* Job: Format everything from the line containing "Provide the location of each instance of the white and" down to the end of the listing as a JSON list of strings, with one string per line and blank lines omitted.

— Begin Dataset rows —

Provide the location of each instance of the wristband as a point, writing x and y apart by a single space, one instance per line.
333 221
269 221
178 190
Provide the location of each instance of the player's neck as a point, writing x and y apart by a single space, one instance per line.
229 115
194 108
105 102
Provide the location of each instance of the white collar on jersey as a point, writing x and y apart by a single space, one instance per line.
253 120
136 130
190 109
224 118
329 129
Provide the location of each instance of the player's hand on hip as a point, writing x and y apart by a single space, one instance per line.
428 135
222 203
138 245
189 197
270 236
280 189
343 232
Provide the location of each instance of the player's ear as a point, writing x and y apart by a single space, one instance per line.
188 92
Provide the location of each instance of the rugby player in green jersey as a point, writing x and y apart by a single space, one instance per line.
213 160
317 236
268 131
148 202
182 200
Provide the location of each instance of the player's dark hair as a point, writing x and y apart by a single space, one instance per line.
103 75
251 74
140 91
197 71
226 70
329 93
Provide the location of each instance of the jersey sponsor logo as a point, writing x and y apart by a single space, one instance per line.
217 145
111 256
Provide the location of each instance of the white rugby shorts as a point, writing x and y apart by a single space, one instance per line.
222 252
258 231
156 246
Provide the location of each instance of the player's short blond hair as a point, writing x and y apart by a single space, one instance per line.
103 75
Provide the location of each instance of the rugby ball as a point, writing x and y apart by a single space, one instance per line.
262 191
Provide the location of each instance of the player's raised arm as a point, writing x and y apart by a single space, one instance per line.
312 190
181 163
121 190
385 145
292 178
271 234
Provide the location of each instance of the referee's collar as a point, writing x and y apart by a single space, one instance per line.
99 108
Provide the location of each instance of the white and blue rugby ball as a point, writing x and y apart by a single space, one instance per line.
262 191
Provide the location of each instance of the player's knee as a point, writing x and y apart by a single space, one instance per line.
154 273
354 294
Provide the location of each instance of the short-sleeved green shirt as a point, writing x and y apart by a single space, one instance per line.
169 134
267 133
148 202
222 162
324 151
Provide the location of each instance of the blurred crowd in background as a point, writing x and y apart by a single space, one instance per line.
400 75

— End Dataset rows —

* Exercise answer:
[
  "Provide the location of each instance of the white and blue rugby ball as a point, writing x and y apart by a single space, one instance per line.",
  "262 191",
  "Provide the location of each instance of the player's knee as a point, writing x and y apart by a single space, one instance per line.",
  "154 273",
  "354 294",
  "Provide the location of each instance of the short-sleeved green shirt as a point, writing x and y apart by a single space, one instance per line.",
  "169 134",
  "267 133",
  "148 202",
  "222 162",
  "324 151",
  "Provide the location of each instance of the blurred crowd in background as a point, writing x and y apart by a single space, one instance per line.",
  "400 75"
]